ARTIKEL:

------------------------------------

Danke an die rund 30 Referent*innen, die durch ihr Fachwissen und ihre Praxiserfahrung die Umsetzungsebenen und Handlungsmöglichkeiten für ein gemeinwohlorientiertes Wirtschaften in Nordrhein-Westfalen greifbar gemacht haben.
Diese Konferenz zeigt, dass wir mit dem Thema einen Nerv getroffen haben – Wirtschaften als Werkzeug zu sehen, die planetaren Grenzen einzuhalten und ein gutes Leben für alle zu ermöglichen scheint uns DIE Herausforderung zu sein!
Gemeinwohlorientiertes Wirtschaften in NRW – Arbeitsthesen aus dem parlamentarischen Raum
Als Landtagsabgeordnete tragen wir, Antje Grothus und Gregor Kaiser, wirtschafts- und umweltpolitische Verantwortung. Wir erleben gesamtgesellschaftlich einen Roll-Back hin zu Protektionismus und den Lösungen von gestern, weg von zukunftsgewandten Kooperationen und mutigen, manchmal experimentellen Wegen. Daher wollen wir einen Beitrag dazu leisten, dass auch im parlamentarischen Raum die Pioniere einer gemeinwohlorientierten Wirtschaft von morgen sichtbar werden und es Räume für Utopien und Visionen gibt. Räume, in denen die vielen bestehenden Ansätze – die vielen kleinen Winde von der kommunalen bis zur Landesebene, die dem technozentrischen Mainstream entgegenwehen und ihn zum Mitdrehen animieren wollen – miteinander in den Austausch kommen.
In drei Veranstaltungen – Oktober 2023, Februar 2024 und Juni 2024 – haben wir uns deswegen unter dem Arbeitstitel „Gemeinwohlorientiertes Wirtschaften NRW“ (GOW NRW) der Frage genähert, wie Wirtschaften für ein gutes Leben innerhalb der planetaren Grenzen aussehen kann – und wie dies ganz konkret für Stakeholder aus Wirtschaft, Verwaltung, Wissenschaft oder Zivilgesellschaft heute schon aussieht. Wir haben uns mit der Veranstaltungsreihe bewusst an den Grenzen zwischen bestehender Best-Practice und der Suche nach Antworten außerhalb des heute schon Umsetzbaren bewegt – shifting boundaries!

------------------------------------

ÜBUNGSZIEL: Gib aus dem Text über gemeinwohlorientiertes Wirtschaften in NRW die Stelle wortgetreu wieder, beginnend bei „Gemeinwohlorientiertes Wirtschaften in NRW“ und endend bei „den Austausch kommen.“.

DATENZEILEN:
------------------------------------

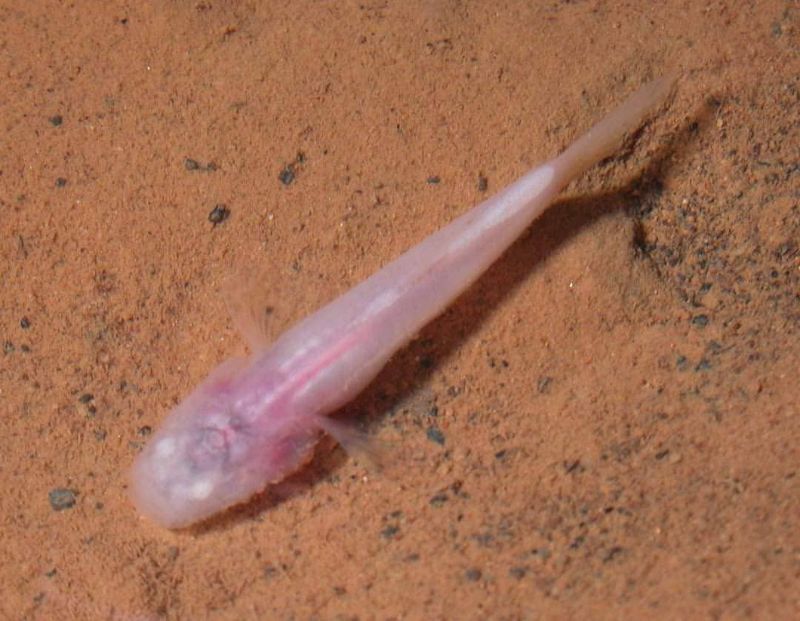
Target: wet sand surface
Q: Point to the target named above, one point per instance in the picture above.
(604, 426)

------------------------------------

LÖSUNG:
Gemeinwohlorientiertes Wirtschaften in NRW – Arbeitsthesen aus dem parlamentarischen Raum
Als Landtagsabgeordnete tragen wir, Antje Grothus und Gregor Kaiser, wirtschafts- und umweltpolitische Verantwortung. Wir erleben gesamtgesellschaftlich einen Roll-Back hin zu Protektionismus und den Lösungen von gestern, weg von zukunftsgewandten Kooperationen und mutigen, manchmal experimentellen Wegen. Daher wollen wir einen Beitrag dazu leisten, dass auch im parlamentarischen Raum die Pioniere einer gemeinwohlorientierten Wirtschaft von morgen sichtbar werden und es Räume für Utopien und Visionen gibt. Räume, in denen die vielen bestehenden Ansätze – die vielen kleinen Winde von der kommunalen bis zur Landesebene, die dem technozentrischen Mainstream entgegenwehen und ihn zum Mitdrehen animieren wollen – miteinander in den Austausch kommen.